**AIM:**
In the passage on supporting the Iraq war, rewrite the portion starting at "The absence of" and ending at "at the time.", substituting "important" for "crucial".

## START TEXT SEGMENT

My logic in supporting the war boiled down to the following:
- The truce terms of the Gulf War requiring a complete, verified shutdown of Iraq’s weapons of mass destruction were valid and necessary.
- Iraq had refused to comply fully with these terms.
- Therefore, it was appropriate for the United States to threaten — and if necessary, carry out — war in order to force Iraq to comply.
Looking back, I have several regrets. We now know that Iraq no longer had any unconventional weapons program. Over the years, this has come to be seen as retrospectively obvious. It was not. While the Bush administration deliberately twisted and overhyped evidence of weapons of mass destruction, the legitimate evidence did show, albeit less dramatically than the administration said, that Iraq had active unconventional weapons programs. This was the judgment of fellow Western intelligence agencies. It was also a logical inference from Saddam Hussein’s refusal to fully comply with U.N. demands even after threatened with invasion. (That Iraq refused full compliance was documented at the time by Hans Blix, Butler’s successor, but this has largely been brushed aside in the retrospective critique.)
The absence of weapons of mass destruction is the most crucial element of my argument that I got wrong, though the part I have the least regret for getting wrong, as it was very hard to know at the time.

## END TEXT SEGMENT
## START STORED RECORDS

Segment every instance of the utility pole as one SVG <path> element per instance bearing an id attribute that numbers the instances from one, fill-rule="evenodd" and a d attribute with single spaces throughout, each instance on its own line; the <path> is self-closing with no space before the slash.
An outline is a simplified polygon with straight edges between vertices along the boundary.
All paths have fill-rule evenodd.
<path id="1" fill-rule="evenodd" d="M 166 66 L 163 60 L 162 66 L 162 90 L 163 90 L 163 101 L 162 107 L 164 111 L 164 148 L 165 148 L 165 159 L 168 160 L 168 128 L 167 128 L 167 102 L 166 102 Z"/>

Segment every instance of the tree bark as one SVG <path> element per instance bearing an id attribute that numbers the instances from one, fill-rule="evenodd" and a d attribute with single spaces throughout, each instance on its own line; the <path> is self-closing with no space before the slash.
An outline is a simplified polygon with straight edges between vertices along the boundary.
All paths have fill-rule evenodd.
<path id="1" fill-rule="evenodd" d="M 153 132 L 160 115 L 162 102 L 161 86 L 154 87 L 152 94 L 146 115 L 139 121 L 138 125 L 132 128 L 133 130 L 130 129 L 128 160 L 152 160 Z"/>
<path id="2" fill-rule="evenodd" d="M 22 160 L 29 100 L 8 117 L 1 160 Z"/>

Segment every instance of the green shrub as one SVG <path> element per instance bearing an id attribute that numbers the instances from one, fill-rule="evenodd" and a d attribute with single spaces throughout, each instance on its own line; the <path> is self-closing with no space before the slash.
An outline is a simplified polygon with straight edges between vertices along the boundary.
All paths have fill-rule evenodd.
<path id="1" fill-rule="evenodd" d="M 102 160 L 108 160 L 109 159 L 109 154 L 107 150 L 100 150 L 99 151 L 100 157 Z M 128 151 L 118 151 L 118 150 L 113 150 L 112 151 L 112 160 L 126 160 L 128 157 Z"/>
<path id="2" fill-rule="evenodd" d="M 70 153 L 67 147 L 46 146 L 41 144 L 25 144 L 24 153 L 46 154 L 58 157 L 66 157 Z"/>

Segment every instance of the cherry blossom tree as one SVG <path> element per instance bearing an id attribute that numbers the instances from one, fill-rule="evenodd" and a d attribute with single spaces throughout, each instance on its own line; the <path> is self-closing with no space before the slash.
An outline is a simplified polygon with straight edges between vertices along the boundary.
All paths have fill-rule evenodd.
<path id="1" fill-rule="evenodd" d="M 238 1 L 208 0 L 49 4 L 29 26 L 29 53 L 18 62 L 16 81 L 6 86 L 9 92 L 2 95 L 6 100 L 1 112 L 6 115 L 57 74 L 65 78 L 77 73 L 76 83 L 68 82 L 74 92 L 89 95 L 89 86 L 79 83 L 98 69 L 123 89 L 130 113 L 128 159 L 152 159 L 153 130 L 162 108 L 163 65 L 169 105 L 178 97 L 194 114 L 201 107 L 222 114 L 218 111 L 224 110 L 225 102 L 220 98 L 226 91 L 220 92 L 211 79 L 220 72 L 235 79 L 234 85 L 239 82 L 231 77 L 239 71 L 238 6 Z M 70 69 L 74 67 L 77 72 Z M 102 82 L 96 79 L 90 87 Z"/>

## END STORED RECORDS

**CORRECT ANSWER:**
The absence of weapons of mass destruction is the most important element of my argument that I got wrong, though the part I have the least regret for getting wrong, as it was very hard to know at the time.